What is expected: Every entry must be copied word for word.

Extracted records:
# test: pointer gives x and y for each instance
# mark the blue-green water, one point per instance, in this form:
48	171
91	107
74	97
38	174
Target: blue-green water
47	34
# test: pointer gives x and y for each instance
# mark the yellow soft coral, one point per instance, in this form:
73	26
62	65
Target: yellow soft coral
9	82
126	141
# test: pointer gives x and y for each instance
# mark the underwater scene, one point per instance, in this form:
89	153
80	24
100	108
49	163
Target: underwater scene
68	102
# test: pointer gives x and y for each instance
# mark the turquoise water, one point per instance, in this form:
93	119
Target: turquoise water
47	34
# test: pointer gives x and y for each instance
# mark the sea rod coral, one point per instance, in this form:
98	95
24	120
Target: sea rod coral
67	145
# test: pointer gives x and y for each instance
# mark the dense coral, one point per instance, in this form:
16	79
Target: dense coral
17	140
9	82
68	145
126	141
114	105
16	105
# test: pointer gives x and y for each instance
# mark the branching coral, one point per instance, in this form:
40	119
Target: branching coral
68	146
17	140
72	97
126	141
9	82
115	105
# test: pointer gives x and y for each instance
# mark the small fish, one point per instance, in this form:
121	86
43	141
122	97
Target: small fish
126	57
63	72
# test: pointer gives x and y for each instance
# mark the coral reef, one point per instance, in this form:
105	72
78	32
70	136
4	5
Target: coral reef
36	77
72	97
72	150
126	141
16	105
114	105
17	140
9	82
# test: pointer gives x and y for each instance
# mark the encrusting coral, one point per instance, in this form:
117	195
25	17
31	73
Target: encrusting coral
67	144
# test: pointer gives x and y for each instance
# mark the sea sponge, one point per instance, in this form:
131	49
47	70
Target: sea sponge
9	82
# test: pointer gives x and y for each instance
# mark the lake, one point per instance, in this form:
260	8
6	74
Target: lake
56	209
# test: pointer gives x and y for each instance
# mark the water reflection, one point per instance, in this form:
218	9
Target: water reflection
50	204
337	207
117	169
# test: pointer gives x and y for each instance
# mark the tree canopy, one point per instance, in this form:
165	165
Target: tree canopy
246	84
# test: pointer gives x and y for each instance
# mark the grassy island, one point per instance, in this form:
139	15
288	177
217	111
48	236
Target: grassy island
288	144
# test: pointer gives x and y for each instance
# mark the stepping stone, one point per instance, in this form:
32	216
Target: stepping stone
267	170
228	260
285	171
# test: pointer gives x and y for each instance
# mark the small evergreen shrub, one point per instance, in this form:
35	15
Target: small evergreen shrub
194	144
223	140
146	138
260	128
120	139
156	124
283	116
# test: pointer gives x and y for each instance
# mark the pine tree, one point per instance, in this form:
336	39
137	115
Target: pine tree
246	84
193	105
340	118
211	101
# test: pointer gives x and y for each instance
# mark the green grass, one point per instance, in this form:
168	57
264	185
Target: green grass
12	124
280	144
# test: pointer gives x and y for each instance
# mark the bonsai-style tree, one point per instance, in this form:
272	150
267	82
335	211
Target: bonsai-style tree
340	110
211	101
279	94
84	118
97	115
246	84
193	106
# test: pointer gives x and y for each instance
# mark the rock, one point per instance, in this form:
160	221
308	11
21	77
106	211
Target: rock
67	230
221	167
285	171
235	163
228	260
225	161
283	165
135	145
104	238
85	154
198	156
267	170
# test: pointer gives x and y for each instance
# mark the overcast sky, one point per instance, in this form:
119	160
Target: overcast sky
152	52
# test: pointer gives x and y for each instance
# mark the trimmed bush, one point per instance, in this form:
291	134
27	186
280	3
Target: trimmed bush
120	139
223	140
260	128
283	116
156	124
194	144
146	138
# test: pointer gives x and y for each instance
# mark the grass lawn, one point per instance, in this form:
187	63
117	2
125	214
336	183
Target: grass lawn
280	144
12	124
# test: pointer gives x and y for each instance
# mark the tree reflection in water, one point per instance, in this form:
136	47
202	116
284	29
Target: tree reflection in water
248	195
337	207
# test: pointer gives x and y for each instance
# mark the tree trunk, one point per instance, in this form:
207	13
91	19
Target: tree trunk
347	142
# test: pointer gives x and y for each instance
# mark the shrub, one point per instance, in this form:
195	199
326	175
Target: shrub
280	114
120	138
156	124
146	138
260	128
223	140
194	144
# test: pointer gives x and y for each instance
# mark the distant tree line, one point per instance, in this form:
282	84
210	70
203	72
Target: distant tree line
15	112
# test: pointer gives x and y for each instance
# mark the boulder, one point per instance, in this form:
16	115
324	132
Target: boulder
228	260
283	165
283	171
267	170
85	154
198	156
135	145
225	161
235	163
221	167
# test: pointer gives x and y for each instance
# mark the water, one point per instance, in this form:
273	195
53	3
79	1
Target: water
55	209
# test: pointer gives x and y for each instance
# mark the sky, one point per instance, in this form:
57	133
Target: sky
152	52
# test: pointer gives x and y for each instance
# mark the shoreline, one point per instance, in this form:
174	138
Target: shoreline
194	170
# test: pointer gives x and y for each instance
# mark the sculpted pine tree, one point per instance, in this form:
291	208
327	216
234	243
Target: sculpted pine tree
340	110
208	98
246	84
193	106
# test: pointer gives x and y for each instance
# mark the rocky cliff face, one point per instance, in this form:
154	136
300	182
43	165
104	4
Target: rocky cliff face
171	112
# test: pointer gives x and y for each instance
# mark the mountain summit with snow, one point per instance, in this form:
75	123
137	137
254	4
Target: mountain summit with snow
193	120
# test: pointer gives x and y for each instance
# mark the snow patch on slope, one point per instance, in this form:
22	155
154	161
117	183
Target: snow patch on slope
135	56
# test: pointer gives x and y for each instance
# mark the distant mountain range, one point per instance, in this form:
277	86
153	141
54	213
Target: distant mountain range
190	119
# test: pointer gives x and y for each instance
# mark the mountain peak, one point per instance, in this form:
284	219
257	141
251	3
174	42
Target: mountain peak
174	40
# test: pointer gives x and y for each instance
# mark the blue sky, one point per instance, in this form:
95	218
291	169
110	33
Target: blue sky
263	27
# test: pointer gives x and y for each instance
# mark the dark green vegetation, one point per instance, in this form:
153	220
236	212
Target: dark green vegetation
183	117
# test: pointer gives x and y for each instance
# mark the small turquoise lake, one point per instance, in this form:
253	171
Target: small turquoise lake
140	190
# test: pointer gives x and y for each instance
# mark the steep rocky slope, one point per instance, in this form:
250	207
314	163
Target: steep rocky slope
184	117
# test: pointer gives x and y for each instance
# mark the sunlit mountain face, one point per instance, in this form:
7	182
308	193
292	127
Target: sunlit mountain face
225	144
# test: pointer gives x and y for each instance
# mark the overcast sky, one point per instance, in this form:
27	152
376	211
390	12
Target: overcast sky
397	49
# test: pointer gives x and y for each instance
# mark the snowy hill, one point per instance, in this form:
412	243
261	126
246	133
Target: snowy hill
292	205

Finished exercise:
# test: pointer gives x and y for each instance
# mark the blue-green water, one point per instance, in this form:
48	171
91	107
74	97
38	174
Target: blue-green water
47	34
# test: pointer gives x and y for each instance
# mark the yellow soft coral, one point per instance, in this form:
73	26
62	65
Target: yellow soft coral
9	82
126	141
# test: pointer gives x and y for each instance
# mark the underwater scene, one point per instance, in this form:
89	153
80	24
100	108
49	163
Target: underwater scene
68	102
# test: pointer gives x and y for each instance
# mark the turquoise water, one point per instance, in this form:
93	119
Target: turquoise water
47	34
# test: pointer gives x and y for each instance
# mark the sea rod coral, one point per instance, in this form:
98	95
24	120
Target: sea rod coral
67	145
# test: pointer gives x and y for each instance
# mark the dense coral, one point per instance, in this form:
16	79
Target: dense coral
17	140
9	82
68	145
126	141
114	105
16	105
# test: pointer gives x and y for each instance
# mark the branching coral, one point per instance, in this form:
40	119
Target: branching coral
68	146
17	140
72	97
126	141
9	82
115	105
# test: pointer gives x and y for each instance
# mark the small fish, one point per instance, in this form:
121	86
43	141
122	97
Target: small fish
126	57
63	72
# test: pointer gives x and y for each instance
# mark the coral reef, one point per instance, in this form:
105	72
78	32
70	136
4	5
Target: coral reef
36	77
72	97
72	150
126	141
16	105
114	105
17	140
9	82
# test: pointer gives x and y for each instance
# mark the encrusting coral, one point per instance, in this form:
117	195
25	17
31	73
Target: encrusting coral
67	144
# test: pointer gives x and y for each instance
# mark the sea sponge, one point per instance, in this form:
131	49
47	70
Target: sea sponge
9	82
# test: pointer gives x and y for each instance
# mark the lake, one point per instance, in this form:
260	8
6	74
Target: lake
56	209
# test: pointer gives x and y for each instance
# mark the water reflection, one point per instance, in this form:
218	9
Target: water reflection
50	204
337	207
117	169
# test: pointer gives x and y for each instance
# mark the tree canopy, one point per instance, in this form:
165	165
Target: tree canopy
246	84
# test: pointer gives x and y for each instance
# mark the grassy island, one point per instance, in this form:
139	15
288	177
217	111
48	236
Target: grassy island
288	144
# test: pointer gives x and y for each instance
# mark the stepping stone, one point per instance, in this form:
32	216
Target: stepping stone
267	170
228	260
285	171
# test: pointer gives x and y for each instance
# mark the small evergreen shrub, one point per instance, in this form:
35	15
Target: small evergreen shrub
194	144
223	140
146	138
260	128
120	139
156	124
283	116
# test: pointer gives x and y for each instance
# mark the pine tree, one point per instance, in this form:
336	39
137	115
Target: pine tree
246	84
193	105
340	118
211	101
# test: pointer gives x and y for each instance
# mark the green grass, one point per instance, in this form:
168	57
264	185
Target: green grass
12	124
280	144
# test: pointer gives x and y for each instance
# mark the bonsai-style tree, one point per instance, in this form:
272	150
267	82
335	211
Target: bonsai-style tree
340	110
211	101
279	94
84	118
97	115
246	84
193	106
# test: pointer gives x and y for each instance
# mark the rock, one point per instance, in this form:
160	221
308	11
21	77
106	211
Target: rock
67	230
221	167
285	171
235	163
228	260
225	161
283	165
135	145
104	238
85	154
198	156
267	170
# test: pointer gives x and y for each instance
# mark the overcast sky, one point per instance, in this form:
119	160
Target: overcast sky
152	52
# test: pointer gives x and y for each instance
# mark the trimmed bush, one point per instance, in this form:
291	134
27	186
280	3
Target: trimmed bush
120	139
223	140
260	128
283	116
156	124
194	144
146	138
# test: pointer gives x and y for each instance
# mark the grass lawn, one point per instance, in this form:
187	63
117	2
125	214
336	183
Target: grass lawn
280	144
12	124
# test: pointer gives x and y for each instance
# mark the tree reflection in water, one point per instance, in this form:
136	47
202	116
284	29
Target: tree reflection in water
248	195
337	207
# test: pointer gives x and y for each instance
# mark the tree trunk, one point per instance, in this form:
207	13
91	19
Target: tree trunk
347	142
# test: pointer gives x and y for each instance
# mark the shrub, one point per instance, in this form:
195	199
326	175
Target: shrub
280	114
120	138
156	124
146	138
260	128
223	140
194	144
# test: pointer gives x and y for each instance
# mark the distant tree line, one point per instance, in this form:
282	84
210	70
203	72
Target: distant tree line
15	112
# test: pointer gives x and y for each instance
# mark the boulder, one point per instance, in this form:
16	115
324	132
Target: boulder
228	260
283	165
283	171
267	170
85	154
198	156
135	145
225	161
235	163
221	167
# test: pointer gives x and y for each instance
# mark the water, one point per instance, in this form:
273	195
53	3
79	1
Target: water
55	209
# test: pointer gives x and y for each instance
# mark the sky, one point per instance, in this form:
57	133
Target: sky
152	52
# test: pointer gives x and y for each instance
# mark the shoreline, one point per instance, in this form:
174	138
Target: shoreline
194	170
# test: pointer gives x and y for each instance
# mark the sculpted pine tree, one point per instance, in this form:
291	208
327	216
234	243
Target: sculpted pine tree
340	110
208	98
246	84
193	106
# test: pointer gives x and y for each instance
# mark the rocky cliff face, one point per instance, in this form:
154	136
300	182
43	165
104	4
Target: rocky cliff face
171	112
# test: pointer gives x and y for each instance
# mark the mountain summit with snow, one point per instance, in this form:
75	123
137	137
254	4
Target: mountain summit with snow
193	120
# test: pointer gives x and y for each instance
# mark the snow patch on slope, one point per instance, in this form:
22	155
154	161
117	183
Target: snow patch on slope
135	56
# test: pointer gives x and y for each instance
# mark the distant mountain range, one point per instance, in this form:
277	86
153	141
54	213
Target: distant mountain range
190	119
# test: pointer gives x and y for each instance
# mark the mountain peak, one point per instance, in this form:
284	219
257	141
251	3
174	42
Target: mountain peak
174	40
# test: pointer gives x and y for each instance
# mark the blue sky, one point per instance, in this form:
95	218
291	169
110	33
Target: blue sky
263	27
# test: pointer gives x and y for each instance
# mark the dark green vegetation, one point per instance, in this form:
153	220
236	212
Target: dark green vegetation
183	117
# test: pointer gives x and y for each instance
# mark the small turquoise lake, one point per instance, in this form:
253	171
Target: small turquoise lake
140	190
# test: pointer gives x and y for each instance
# mark the steep rocky slope, one point per instance, in this form:
250	207
314	163
Target: steep rocky slope
184	117
# test: pointer gives x and y for each instance
# mark the sunlit mountain face, one point per instance, in this form:
7	182
308	193
292	127
Target: sunlit mountain face
225	144
# test: pointer gives x and y for each instance
# mark the overcast sky, one point per instance, in this form:
27	152
376	211
390	12
Target: overcast sky
397	49
# test: pointer gives x and y for each instance
# mark the snowy hill, one point per instance, in this form:
412	243
261	126
246	133
Target: snowy hill
292	205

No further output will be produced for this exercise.